**EXERCISE REQUIREMENTS:**
Can you rewrite every one of the items below as a Markdown table with the columns Row and Text, one numbered row per line, skipping blank lines and leaving the pictures out?

**SUPPLIED DATA:**
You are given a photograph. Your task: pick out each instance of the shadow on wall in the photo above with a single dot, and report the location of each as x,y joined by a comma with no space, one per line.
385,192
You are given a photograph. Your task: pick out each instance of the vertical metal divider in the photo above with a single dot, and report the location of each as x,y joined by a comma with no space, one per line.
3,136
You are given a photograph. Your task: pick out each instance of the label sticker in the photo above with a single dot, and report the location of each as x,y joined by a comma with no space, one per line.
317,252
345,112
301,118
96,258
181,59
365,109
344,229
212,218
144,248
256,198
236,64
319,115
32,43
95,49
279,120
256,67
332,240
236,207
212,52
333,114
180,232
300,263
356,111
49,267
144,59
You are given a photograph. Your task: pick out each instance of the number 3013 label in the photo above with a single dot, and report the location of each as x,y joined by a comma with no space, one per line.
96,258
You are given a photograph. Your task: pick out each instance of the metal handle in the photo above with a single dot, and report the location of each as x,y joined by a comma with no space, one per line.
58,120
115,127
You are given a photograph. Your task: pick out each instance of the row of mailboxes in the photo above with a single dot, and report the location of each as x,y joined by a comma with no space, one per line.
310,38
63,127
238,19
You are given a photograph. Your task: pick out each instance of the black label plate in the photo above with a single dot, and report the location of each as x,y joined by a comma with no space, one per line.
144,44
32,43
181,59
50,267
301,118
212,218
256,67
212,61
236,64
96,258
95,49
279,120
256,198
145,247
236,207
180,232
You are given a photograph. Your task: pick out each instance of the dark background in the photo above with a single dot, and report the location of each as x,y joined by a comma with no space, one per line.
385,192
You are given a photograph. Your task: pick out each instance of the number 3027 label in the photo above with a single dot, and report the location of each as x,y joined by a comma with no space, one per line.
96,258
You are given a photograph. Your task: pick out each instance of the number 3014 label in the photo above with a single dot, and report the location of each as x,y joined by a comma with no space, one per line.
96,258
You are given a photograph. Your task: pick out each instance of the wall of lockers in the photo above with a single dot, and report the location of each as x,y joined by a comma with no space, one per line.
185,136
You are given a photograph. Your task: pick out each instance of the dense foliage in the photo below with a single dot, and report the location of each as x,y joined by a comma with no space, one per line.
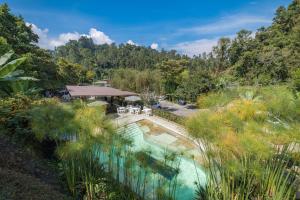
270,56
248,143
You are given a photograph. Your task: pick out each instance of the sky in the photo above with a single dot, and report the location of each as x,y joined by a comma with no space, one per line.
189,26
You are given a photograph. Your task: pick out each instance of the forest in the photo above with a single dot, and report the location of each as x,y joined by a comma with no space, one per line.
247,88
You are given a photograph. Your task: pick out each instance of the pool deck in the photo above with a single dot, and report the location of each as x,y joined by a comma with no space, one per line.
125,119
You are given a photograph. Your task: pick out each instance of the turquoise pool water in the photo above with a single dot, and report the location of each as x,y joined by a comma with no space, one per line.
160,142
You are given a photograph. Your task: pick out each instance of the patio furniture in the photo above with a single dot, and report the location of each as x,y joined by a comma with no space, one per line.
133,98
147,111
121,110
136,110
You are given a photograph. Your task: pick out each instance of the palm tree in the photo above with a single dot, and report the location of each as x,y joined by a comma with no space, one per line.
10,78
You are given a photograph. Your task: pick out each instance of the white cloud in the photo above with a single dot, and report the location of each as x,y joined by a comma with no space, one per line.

**TASK RESPONSE:**
| Row | Text |
|---|---|
| 1 | You are given a photograph. Your task: pick out each instance of the shadow on wall in the photo above with a single dot, and report the location of each as x,y joined by a comma with no space, one per line. |
| 2 | 385,192 |
| 3 | You are given a photograph. Your task: pick out each instance of the vertical metal divider in the photo above with a single dot, and report the location of each as x,y joined by a comma with no space, one per line. |
| 4 | 3,136 |
| 5 | You are given a photograph. Your task: pick out each instance of the label sticker in the photo above with a single dot, and report the location of each as x,y joined by a comma with no space, one per line. |
| 6 | 317,252 |
| 7 | 345,112 |
| 8 | 301,118 |
| 9 | 96,258 |
| 10 | 181,59 |
| 11 | 365,109 |
| 12 | 344,229 |
| 13 | 212,218 |
| 14 | 144,248 |
| 15 | 256,198 |
| 16 | 236,64 |
| 17 | 319,115 |
| 18 | 32,43 |
| 19 | 95,49 |
| 20 | 279,120 |
| 21 | 256,67 |
| 22 | 332,240 |
| 23 | 236,207 |
| 24 | 212,52 |
| 25 | 333,114 |
| 26 | 180,232 |
| 27 | 300,263 |
| 28 | 356,111 |
| 29 | 49,267 |
| 30 | 144,59 |
| 31 | You are given a photograph. Your task: pick out each instance of the number 3013 label in the photo above with a single dot, and report the location of each as x,y joined by a comma with no space, one per line. |
| 32 | 96,258 |
| 33 | You are given a photograph. Your task: pick out each instance of the metal handle in the photo above with a single dot, and report the location of each as x,y joined by a comma with no space, one per line. |
| 34 | 58,120 |
| 35 | 115,127 |
| 36 | You are given a photograph. Your task: pick out each instance of the row of mailboxes in the photo above with a single dot, and report the location of each as x,y joined by a comma with no space, one per line. |
| 37 | 310,38 |
| 38 | 63,127 |
| 39 | 238,19 |
| 40 | You are given a photograph. Your task: pick out each instance of the black label plate in the photo above with a single dot, and report the location of each as x,y joined by a comma with no space, one per line. |
| 41 | 144,44 |
| 42 | 32,43 |
| 43 | 181,59 |
| 44 | 50,267 |
| 45 | 301,118 |
| 46 | 212,218 |
| 47 | 256,67 |
| 48 | 212,61 |
| 49 | 236,64 |
| 50 | 96,258 |
| 51 | 95,49 |
| 52 | 279,120 |
| 53 | 256,198 |
| 54 | 145,247 |
| 55 | 236,207 |
| 56 | 180,232 |
| 57 | You are given a photograph. Your task: pick out each instance of the dark background in the photo above with a single dot, and report the location of each as x,y joined by a comma with no space, one per line. |
| 58 | 385,192 |
| 59 | You are given a photograph. Your task: pick out each instance of the number 3027 label in the photo above with a single dot, and report the location of each as x,y joined by a comma with no space, one per line. |
| 60 | 96,258 |
| 61 | You are given a photograph. Your task: pick out each instance of the number 3014 label in the photo above with a single dot, and report the location of each as x,y joined by a comma with no space, one per line. |
| 62 | 96,258 |
| 63 | You are given a photograph. Your task: pick out each instance of the wall of lockers in the photo above with a single dot, and report the location of each as x,y joined by a comma with no space, one per line. |
| 64 | 185,136 |
| 65 | You are given a photograph. Your task: pick out each instance of the dense foliage in the photo below with a single dot, and report the location of each as x,y joined by a comma with no space, one per line. |
| 66 | 270,56 |
| 67 | 248,143 |
| 68 | You are given a photograph. Your task: pick out each instance of the sky in the photo above with a single dot, and report the location of each as x,y joined by a comma with no space, one per line. |
| 69 | 189,26 |
| 70 | You are given a photograph. Your task: pick out each instance of the forest in the photo above with a single dot, and report the location of each as x,y joined by a comma with no space, one per line. |
| 71 | 247,88 |
| 72 | You are given a photograph. Your task: pick out each instance of the pool deck in the photo above with a single dot, and report the location of each as x,y joined by a comma with no space, one per line. |
| 73 | 125,119 |
| 74 | You are given a photograph. Your task: pick out each instance of the turquoise pool water in the photo above with a single dot, and report the location of each as x,y joined by a comma with no space, one per line. |
| 75 | 160,142 |
| 76 | You are given a photograph. Your task: pick out each instance of the patio furniture in the photo above with a single dot, and report the location of each as x,y joined by a comma with no space, one per line. |
| 77 | 133,98 |
| 78 | 147,111 |
| 79 | 121,110 |
| 80 | 136,110 |
| 81 | You are given a photograph. Your task: pick out each instance of the palm tree in the photo above with a single dot, and report the location of each as x,y joined by a comma with no space, one per line. |
| 82 | 10,78 |
| 83 | You are given a photograph. Your task: pick out each instance of the white cloud in the photo above with a single dot, and report the location of each as x,y joined by a comma with no space, one per line. |